» What to produce: Please replace "wheel" with "rim" in the entries, beginning at the line containing "Study the picture above. For each instance of the chrome wheel" and continuing through the last entry. Give only those lines, with everything else unchanged.

» Input:
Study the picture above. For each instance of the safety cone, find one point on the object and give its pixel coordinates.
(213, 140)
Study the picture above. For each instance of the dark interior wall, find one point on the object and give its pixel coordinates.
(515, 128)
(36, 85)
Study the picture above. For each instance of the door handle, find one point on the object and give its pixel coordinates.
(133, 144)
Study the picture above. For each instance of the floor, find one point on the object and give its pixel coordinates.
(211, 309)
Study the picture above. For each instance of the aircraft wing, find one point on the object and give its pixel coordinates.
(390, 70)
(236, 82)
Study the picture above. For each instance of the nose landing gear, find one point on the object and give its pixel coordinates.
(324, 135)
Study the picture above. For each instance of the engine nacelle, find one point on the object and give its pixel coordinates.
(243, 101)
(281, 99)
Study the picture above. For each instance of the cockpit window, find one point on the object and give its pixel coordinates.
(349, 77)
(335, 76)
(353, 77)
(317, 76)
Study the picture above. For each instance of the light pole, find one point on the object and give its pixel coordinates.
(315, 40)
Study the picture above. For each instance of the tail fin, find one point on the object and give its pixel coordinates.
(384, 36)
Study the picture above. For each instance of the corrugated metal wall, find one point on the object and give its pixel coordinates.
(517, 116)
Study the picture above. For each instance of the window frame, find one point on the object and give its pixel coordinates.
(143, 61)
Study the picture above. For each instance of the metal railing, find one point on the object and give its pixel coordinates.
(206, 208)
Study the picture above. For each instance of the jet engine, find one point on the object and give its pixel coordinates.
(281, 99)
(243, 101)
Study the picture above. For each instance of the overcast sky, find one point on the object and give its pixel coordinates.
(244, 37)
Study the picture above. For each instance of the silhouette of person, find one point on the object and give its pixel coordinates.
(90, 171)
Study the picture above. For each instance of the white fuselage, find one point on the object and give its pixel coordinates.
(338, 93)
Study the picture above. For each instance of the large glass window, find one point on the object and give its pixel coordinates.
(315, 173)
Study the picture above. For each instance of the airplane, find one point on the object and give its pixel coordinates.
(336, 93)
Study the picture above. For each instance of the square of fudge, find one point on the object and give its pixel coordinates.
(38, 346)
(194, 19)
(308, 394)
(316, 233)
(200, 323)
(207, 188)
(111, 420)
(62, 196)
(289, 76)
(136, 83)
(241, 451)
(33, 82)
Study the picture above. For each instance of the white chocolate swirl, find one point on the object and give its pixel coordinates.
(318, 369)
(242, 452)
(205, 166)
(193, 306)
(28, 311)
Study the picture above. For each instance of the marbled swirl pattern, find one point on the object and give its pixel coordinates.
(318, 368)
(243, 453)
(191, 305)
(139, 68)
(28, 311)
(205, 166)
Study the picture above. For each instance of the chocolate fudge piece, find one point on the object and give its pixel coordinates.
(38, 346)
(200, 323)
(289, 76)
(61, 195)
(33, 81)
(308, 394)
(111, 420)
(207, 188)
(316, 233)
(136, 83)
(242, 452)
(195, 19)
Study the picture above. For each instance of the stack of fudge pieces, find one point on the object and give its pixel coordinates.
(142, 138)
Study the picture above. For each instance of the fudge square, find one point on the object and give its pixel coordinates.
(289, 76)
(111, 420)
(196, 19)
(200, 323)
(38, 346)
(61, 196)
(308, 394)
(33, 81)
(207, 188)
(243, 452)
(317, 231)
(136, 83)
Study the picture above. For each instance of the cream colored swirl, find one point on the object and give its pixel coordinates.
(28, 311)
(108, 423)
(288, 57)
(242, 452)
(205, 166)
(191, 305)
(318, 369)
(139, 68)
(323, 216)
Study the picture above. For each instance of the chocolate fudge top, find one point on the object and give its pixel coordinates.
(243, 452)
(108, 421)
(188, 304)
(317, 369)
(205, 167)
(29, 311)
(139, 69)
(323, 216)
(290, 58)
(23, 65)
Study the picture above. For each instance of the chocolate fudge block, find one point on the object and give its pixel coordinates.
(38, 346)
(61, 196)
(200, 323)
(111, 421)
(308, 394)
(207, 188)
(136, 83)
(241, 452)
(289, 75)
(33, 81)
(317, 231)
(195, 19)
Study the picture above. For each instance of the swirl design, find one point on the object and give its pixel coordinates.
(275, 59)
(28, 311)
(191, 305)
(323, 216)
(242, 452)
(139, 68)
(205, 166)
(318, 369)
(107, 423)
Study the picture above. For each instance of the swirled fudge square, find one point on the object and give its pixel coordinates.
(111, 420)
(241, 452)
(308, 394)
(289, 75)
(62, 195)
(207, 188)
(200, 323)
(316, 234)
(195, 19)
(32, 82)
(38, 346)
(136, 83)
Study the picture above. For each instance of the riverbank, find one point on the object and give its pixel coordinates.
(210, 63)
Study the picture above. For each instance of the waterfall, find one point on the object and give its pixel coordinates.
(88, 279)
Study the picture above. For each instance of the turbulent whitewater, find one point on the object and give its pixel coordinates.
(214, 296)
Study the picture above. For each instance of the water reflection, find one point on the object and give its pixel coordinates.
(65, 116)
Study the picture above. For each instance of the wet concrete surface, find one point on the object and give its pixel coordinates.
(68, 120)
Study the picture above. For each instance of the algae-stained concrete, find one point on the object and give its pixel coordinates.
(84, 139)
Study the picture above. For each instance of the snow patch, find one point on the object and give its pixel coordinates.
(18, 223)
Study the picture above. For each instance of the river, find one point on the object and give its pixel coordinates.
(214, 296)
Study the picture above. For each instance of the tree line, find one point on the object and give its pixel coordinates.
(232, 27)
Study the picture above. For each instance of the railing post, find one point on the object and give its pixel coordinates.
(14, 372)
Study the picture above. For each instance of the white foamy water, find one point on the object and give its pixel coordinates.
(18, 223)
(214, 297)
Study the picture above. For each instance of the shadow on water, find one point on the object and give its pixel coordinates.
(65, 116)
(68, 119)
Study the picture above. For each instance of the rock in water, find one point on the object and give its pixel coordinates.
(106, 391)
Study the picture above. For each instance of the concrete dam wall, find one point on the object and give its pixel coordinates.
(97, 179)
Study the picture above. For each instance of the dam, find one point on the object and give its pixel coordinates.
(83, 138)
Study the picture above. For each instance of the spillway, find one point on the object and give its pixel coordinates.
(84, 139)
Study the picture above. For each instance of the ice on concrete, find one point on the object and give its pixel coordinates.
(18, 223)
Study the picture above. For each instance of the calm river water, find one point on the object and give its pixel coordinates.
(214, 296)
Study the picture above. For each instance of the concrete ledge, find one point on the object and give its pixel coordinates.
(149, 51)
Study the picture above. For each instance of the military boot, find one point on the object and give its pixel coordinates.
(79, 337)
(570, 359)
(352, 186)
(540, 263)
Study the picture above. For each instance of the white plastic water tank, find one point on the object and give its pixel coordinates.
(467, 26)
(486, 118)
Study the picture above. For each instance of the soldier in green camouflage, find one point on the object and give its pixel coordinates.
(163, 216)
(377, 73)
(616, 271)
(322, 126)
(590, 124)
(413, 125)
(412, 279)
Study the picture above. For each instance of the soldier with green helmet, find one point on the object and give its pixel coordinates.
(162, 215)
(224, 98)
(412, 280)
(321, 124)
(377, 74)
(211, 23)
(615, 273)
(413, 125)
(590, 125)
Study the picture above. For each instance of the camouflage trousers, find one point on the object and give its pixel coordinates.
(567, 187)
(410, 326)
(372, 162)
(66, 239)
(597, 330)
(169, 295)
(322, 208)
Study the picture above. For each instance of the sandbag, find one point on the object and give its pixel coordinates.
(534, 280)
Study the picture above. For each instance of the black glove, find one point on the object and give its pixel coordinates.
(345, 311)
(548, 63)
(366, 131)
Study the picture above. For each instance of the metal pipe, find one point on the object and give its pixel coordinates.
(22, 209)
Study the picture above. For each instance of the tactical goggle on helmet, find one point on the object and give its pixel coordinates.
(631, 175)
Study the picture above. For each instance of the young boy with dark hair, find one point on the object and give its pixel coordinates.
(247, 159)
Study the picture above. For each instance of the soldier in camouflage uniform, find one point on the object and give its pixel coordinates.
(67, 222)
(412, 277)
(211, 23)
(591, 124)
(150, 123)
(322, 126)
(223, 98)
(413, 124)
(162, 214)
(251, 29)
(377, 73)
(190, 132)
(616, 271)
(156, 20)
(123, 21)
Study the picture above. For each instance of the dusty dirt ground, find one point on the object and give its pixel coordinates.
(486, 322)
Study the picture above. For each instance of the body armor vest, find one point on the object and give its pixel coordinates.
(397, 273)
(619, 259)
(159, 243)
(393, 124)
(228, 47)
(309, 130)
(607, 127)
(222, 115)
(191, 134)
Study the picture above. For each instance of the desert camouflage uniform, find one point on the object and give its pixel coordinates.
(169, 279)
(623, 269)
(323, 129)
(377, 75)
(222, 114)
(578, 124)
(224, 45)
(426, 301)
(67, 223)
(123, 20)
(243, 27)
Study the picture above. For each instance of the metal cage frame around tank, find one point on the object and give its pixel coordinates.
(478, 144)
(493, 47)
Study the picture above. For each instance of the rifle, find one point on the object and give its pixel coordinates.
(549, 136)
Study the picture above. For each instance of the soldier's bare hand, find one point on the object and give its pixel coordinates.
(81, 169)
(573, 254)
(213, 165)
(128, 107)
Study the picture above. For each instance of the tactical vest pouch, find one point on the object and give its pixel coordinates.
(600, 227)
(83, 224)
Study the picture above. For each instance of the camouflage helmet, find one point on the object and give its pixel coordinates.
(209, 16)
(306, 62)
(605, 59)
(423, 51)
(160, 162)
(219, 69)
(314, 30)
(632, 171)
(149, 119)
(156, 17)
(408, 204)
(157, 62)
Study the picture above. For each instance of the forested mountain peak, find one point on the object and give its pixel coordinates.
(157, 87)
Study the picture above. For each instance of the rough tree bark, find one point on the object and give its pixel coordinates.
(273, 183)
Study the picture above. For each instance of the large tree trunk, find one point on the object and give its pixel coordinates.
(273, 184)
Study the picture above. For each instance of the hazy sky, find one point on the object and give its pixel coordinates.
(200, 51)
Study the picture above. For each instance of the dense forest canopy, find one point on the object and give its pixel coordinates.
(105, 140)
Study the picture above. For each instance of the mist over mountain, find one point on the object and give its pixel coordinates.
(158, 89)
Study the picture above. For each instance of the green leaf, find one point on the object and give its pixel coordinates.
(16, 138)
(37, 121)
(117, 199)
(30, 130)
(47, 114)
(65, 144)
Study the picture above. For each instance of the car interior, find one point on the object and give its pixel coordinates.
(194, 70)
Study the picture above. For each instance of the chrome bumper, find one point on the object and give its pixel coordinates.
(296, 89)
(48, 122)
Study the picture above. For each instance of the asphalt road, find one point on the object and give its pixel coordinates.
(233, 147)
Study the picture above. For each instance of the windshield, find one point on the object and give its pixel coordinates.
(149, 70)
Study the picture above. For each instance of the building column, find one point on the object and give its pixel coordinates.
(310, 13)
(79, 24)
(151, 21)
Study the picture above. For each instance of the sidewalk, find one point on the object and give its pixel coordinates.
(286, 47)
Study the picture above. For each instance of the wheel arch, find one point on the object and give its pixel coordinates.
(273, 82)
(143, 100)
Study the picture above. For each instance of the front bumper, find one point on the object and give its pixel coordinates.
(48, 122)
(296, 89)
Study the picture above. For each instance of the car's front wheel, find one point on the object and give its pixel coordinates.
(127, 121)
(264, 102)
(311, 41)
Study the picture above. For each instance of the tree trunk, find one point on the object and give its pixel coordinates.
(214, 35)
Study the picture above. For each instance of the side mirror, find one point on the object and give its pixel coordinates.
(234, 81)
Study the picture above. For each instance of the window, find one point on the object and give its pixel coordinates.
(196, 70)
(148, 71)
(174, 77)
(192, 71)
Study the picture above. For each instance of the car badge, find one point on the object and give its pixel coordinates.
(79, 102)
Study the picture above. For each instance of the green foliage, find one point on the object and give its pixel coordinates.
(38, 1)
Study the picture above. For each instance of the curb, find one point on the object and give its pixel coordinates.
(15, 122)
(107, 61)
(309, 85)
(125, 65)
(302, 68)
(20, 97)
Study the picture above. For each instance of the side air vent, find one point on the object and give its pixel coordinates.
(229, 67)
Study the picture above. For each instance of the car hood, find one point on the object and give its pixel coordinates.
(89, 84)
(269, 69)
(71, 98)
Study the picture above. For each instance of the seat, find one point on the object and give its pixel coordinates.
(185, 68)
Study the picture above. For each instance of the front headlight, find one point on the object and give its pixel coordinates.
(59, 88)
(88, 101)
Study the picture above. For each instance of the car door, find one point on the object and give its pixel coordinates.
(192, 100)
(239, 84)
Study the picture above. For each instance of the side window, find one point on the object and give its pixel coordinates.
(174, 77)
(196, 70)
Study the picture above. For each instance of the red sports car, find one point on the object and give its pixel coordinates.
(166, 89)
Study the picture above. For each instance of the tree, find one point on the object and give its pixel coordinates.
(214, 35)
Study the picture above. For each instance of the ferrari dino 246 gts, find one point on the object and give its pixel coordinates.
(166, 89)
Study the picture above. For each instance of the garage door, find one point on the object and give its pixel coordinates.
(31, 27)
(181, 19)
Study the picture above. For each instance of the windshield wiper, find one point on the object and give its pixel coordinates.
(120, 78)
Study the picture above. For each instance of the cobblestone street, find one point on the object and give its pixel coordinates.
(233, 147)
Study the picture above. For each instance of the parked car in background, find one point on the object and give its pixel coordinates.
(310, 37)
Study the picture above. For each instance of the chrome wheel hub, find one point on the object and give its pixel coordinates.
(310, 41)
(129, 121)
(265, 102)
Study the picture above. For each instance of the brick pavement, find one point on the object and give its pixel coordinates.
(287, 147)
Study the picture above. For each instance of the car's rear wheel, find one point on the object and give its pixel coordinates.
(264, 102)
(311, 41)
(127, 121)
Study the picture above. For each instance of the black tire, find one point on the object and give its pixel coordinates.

» Task solution:
Study the picture above. For each instance of the chrome rim hub, find one point on the object and give its pixel coordinates.
(310, 41)
(129, 121)
(265, 102)
Study the picture above. For each instance of the brick pavement, find one point on the object and give its pixel coordinates.
(287, 147)
Study the picture above. For each instance of the car's rear rim, find one point on the object and give its pixel coordinates.
(264, 102)
(311, 41)
(127, 121)
Study the picture above. For each instance of the black tire, find one point on the object and give its pixel coordinates.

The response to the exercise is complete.